Quoted passage –
╔══
There are lots of other test from SPEC to Javascript benchmarks ( Using same JS Engine ) that shows what A13 is capable of. And so far results are comparable in many cases, better in some cases, and slower in other cases.
We already knew what to expect from Intel Willow Cove, we will have to wait and see what A14 has in store for us.
A12's spec results are close to Intel's single-thread performance at comparable clock speeds in SPEC, yes, but that wasn't the claim. The claim was that A12 was faster and that is what doesn't really have much evidence to support. Particularly since at comparable clock speeds is great and all, but not if your competitor can just outclock you by a landslide. The A12 can almost certainly go higher than 2.5ghz when actively cooled. But can it hit 4ghz? That's a different story.
>Geekbench, which is a highly questionable benchmark that also has extreme OS dependencies (compare results for the same CPU on Windows & Linux, for example)
OS and compiler dependencies, really. On the other hand, comparing macOS and iOS results may well be more meaningful (they use the same compiler and much of the OS is shared, especially at layers likely to significantly affect performance).
Geekbench (v4 especially) is definitely flawed, but the results in this case don't seem out-of-line with what we see on specINT for example.
e.g., https://browser.geekbench.com/v4/cpu/compare/15541405?baseli... comparing shows an A12X roughly matching a Sunny Cove 1060NG7 on single-thread performance (and it mostly follows where I'd expect Intel's strengths to be, with a wider vector unit and specialized instructions); in multi-thread performance the A12X unsurprisingly wins, but it also has double the number cores (okay, four of them are little, but that's still providing extra capacity to get work done).
IMHO, Apple's phones were considered fantastic for a few reasons, in order: brand (perceived quality, luxury status, pricing, "Apple"), software lock-in (iMessage, iCloud), and privacy (also a branding thing since they still use Google for Safari search). The hardware and camera were usually matched or exceeded by top-tier Android manufacturers. Now, Apple-designed CPUs are leaving their competitors in the dust, and provide, perhaps for the first time in a long time, hardware superiority. I don't think consumers quite understand the actual performance gap yet. But once it gets out, it's probably going to be second or third in the list for why people buy iPhones.
╚══
[Items from a data source]
╔══
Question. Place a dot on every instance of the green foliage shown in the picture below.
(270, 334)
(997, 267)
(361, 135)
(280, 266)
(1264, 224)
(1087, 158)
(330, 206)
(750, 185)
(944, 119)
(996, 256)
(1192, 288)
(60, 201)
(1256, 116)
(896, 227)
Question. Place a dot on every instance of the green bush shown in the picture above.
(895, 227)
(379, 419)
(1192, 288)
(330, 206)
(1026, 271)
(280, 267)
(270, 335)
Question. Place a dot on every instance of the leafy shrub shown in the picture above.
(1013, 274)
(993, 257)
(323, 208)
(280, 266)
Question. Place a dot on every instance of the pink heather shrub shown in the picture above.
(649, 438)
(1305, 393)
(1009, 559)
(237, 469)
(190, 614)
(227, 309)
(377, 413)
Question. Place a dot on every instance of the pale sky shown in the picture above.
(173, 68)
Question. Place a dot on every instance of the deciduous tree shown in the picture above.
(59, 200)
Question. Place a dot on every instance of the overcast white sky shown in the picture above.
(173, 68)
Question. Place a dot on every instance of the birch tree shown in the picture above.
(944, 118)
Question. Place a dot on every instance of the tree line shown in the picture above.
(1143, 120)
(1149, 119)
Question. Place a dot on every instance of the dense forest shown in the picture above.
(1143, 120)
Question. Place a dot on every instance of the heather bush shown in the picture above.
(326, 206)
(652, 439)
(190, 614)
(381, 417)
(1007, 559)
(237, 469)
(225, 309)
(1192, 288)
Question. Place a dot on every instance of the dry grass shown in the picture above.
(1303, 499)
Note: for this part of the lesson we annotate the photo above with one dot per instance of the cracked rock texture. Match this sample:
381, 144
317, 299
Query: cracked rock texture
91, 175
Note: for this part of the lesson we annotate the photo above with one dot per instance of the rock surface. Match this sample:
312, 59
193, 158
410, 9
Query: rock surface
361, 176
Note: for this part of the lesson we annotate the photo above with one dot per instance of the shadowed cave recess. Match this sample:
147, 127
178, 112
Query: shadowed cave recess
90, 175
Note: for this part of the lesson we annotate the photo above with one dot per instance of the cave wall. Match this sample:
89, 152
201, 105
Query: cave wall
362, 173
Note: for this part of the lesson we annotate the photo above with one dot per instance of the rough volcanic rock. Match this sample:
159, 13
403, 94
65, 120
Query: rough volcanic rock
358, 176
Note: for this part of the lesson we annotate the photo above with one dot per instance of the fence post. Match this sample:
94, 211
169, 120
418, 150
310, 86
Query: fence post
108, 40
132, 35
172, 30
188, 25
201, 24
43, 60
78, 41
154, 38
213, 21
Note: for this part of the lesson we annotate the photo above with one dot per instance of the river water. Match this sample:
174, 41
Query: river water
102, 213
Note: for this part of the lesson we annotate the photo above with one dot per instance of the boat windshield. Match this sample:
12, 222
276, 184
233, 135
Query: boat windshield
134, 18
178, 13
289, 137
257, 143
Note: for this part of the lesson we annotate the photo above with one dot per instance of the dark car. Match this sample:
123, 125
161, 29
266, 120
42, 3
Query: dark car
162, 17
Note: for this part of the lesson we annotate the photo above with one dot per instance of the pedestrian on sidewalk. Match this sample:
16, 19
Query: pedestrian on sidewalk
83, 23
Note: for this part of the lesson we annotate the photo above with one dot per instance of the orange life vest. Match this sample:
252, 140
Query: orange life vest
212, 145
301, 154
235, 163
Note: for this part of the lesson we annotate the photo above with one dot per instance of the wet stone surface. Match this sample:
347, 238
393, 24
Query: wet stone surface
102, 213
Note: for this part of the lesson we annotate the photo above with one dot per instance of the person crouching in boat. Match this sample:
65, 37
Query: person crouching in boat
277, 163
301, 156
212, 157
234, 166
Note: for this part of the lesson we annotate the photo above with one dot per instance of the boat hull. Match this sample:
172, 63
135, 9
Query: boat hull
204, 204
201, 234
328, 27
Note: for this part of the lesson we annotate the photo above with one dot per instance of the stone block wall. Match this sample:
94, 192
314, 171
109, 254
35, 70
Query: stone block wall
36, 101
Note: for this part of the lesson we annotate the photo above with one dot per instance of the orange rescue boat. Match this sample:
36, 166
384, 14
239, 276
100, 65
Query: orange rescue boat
╚══
Written request –
Answer these questions using the thread on Apple and Intel chip benchmarks.
1. What clock speed does the thread doubt the A12 can reach?
2. Besides OS dependencies, what other kind of dependency does a reply say Geekbench has?
3. In the linked Geekbench comparison, which processor does the A12X roughly match on single-thread performance?

Correct result –
1. 4ghz.
2. Compiler dependencies.
3. A Sunny Cove 1060NG7.